List each line of the rows below that contains the word "after".

[WORKING DATA — start]

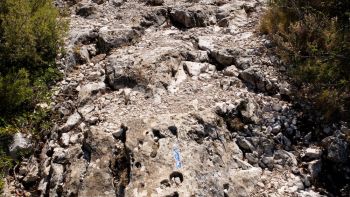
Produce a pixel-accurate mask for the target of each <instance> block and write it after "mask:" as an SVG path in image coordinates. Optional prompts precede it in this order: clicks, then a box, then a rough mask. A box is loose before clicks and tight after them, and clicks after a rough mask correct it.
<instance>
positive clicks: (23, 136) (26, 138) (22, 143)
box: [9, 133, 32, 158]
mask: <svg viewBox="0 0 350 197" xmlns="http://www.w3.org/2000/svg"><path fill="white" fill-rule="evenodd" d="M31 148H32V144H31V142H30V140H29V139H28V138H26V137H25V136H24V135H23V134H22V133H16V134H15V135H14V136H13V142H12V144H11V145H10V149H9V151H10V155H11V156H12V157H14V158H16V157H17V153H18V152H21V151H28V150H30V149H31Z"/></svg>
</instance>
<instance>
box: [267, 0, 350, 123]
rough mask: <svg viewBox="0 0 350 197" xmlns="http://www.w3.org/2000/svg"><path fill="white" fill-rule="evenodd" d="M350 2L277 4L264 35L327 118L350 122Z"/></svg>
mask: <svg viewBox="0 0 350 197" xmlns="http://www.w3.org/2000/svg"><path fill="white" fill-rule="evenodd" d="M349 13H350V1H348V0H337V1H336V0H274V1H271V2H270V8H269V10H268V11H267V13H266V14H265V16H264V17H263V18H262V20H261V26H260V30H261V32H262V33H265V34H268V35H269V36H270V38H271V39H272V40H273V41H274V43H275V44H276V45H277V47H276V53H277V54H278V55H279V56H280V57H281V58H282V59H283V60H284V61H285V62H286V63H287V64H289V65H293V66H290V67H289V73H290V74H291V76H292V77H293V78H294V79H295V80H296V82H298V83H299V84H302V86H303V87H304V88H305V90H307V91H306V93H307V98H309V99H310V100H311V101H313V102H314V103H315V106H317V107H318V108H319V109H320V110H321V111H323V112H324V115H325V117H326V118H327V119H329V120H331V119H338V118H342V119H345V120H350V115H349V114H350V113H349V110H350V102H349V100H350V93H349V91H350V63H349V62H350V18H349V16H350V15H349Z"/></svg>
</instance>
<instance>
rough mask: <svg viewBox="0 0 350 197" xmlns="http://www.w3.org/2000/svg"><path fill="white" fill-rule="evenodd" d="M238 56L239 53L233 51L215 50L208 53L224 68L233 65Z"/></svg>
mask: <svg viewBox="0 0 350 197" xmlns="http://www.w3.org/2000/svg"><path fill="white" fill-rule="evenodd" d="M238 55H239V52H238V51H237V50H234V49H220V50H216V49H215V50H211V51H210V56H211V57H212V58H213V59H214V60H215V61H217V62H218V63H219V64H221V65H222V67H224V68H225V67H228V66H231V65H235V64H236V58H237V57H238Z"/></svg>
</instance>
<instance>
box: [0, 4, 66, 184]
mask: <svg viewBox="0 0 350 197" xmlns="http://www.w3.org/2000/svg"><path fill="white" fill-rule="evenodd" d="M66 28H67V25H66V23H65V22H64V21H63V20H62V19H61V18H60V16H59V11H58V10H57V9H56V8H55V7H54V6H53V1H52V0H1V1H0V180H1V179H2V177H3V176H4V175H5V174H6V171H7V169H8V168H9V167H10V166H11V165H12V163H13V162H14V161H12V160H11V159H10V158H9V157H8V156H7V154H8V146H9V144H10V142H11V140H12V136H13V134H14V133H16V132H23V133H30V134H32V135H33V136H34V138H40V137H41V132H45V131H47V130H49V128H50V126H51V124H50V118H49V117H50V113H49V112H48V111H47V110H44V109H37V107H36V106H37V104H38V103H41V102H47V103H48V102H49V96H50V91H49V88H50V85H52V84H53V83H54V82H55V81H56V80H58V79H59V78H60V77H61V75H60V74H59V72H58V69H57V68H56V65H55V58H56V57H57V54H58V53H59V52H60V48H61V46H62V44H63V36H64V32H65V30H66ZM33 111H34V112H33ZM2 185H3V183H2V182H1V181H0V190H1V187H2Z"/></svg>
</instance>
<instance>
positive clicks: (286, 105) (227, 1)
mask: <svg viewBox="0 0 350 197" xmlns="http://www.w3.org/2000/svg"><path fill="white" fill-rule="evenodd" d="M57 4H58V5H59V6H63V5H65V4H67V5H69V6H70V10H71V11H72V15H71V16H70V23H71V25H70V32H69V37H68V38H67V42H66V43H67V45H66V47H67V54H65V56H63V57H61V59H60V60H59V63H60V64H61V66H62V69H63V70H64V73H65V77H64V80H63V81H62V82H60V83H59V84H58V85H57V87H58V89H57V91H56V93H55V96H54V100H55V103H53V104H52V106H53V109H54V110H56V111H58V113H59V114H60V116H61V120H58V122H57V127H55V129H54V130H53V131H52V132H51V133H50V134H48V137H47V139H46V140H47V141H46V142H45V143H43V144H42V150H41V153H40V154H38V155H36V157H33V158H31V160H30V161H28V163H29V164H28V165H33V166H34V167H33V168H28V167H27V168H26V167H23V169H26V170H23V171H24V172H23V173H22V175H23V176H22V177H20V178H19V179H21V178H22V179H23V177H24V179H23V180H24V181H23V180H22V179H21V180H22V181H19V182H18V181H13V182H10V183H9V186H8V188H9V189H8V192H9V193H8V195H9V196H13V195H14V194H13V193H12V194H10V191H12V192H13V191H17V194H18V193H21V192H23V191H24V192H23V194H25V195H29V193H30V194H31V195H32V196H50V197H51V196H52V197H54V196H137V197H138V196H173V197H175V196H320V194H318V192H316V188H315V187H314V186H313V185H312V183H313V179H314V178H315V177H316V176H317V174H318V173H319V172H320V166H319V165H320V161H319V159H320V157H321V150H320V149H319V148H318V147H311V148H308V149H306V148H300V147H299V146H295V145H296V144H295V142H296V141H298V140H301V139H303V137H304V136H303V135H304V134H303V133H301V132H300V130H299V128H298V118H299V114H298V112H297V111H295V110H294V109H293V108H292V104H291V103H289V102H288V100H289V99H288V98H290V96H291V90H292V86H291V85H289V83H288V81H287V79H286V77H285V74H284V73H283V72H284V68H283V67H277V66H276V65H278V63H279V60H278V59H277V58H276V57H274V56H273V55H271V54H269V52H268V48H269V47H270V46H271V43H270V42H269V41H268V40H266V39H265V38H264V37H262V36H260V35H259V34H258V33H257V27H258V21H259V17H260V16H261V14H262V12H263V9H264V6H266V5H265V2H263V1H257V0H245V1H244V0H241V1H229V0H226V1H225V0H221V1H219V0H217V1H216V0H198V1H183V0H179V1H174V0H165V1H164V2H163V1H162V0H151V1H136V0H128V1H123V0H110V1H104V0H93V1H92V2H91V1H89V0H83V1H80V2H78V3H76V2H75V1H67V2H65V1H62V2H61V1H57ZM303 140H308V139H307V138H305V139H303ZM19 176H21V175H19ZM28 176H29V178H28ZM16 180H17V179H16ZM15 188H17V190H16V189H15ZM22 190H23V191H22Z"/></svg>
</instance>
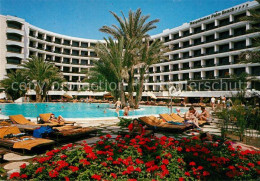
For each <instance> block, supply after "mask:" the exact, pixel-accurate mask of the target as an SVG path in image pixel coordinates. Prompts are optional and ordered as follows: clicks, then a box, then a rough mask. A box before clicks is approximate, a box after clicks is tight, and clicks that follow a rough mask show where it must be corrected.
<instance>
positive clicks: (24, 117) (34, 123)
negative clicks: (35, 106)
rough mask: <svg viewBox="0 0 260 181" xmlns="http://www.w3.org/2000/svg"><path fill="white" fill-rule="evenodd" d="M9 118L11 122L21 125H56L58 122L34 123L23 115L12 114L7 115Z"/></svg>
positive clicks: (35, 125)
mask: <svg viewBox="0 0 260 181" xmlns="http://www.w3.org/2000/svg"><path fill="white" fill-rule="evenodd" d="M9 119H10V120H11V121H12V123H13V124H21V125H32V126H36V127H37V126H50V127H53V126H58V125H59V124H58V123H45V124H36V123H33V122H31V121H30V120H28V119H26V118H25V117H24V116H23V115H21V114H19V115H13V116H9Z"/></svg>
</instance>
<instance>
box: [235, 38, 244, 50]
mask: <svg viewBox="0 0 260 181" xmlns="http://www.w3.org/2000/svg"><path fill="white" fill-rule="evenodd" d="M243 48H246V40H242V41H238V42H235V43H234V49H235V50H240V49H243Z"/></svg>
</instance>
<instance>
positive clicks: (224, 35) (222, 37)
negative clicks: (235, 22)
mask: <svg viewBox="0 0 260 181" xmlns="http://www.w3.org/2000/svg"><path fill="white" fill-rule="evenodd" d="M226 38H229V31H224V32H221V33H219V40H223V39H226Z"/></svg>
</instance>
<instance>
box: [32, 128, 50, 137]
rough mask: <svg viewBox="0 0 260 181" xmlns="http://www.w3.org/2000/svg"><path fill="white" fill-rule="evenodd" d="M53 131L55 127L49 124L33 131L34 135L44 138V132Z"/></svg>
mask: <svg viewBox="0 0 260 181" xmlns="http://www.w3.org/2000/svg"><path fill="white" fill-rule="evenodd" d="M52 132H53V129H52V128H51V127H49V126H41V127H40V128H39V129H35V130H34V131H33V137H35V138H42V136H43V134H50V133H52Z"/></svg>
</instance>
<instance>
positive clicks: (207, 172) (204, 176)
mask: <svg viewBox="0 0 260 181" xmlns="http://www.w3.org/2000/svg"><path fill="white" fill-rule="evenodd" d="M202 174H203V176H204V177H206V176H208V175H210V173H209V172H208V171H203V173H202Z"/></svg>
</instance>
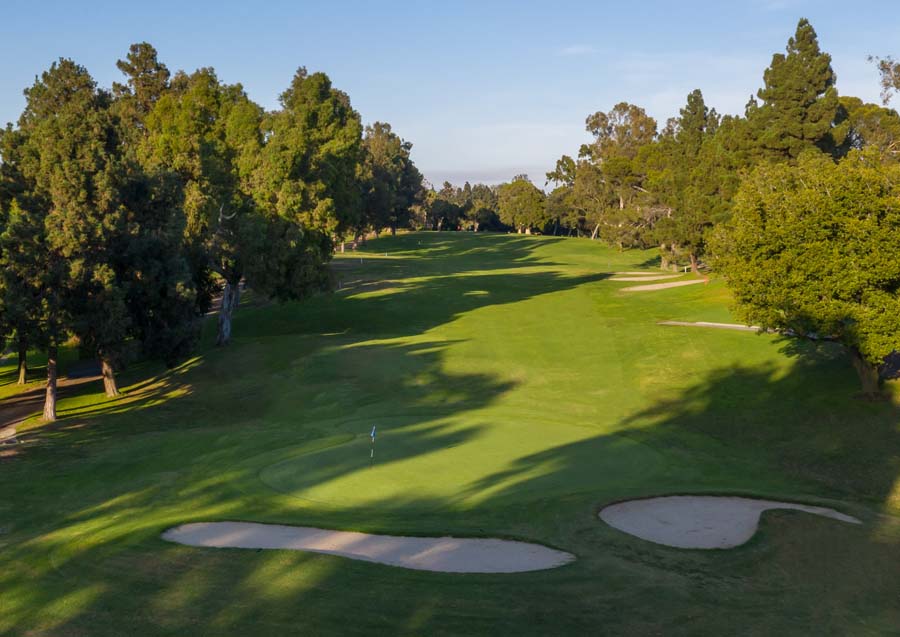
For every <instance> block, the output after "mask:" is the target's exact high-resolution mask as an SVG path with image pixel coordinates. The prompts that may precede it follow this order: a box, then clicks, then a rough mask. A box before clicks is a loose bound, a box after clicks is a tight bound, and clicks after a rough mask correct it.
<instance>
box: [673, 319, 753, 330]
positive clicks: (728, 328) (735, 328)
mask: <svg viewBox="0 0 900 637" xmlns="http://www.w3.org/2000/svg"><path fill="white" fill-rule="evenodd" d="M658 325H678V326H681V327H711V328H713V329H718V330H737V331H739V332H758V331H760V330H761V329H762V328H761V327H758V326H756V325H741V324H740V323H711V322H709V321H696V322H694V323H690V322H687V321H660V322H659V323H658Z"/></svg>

[WORKING DATA — finish]

__WRITTEN ANSWER__
Produce a pixel-accurate mask for the target of each <instance> block and write it after "mask:" as an SVG path in image coordinates. Optional prompts precede it in this order: clicks, then a box, then a rough mask. A box is loose before clicks and tight after them, and clicks after a rough mask correct it.
For each <instance> block, supply after "mask:" the exact, pixel-accurate mask of the target as an SVG path in image pixel coordinates. Prompts are optional and ordered as follows: clicks, then a box, then a rough mask. A box before clicks is approximate, a box after clicks is tight, and clicks that follow a rough mask show where it must be corrected.
For every <instance> block, the output after "mask:" is the target's exact high-resolution mask as an SVG path with image pixel coordinates. The prompts that may precede it follow this order: a box, then clicks, then a rough mask. A box before clicks is a loose bound, a box after clicks is a tight bound, and clicks after a rough mask correct it.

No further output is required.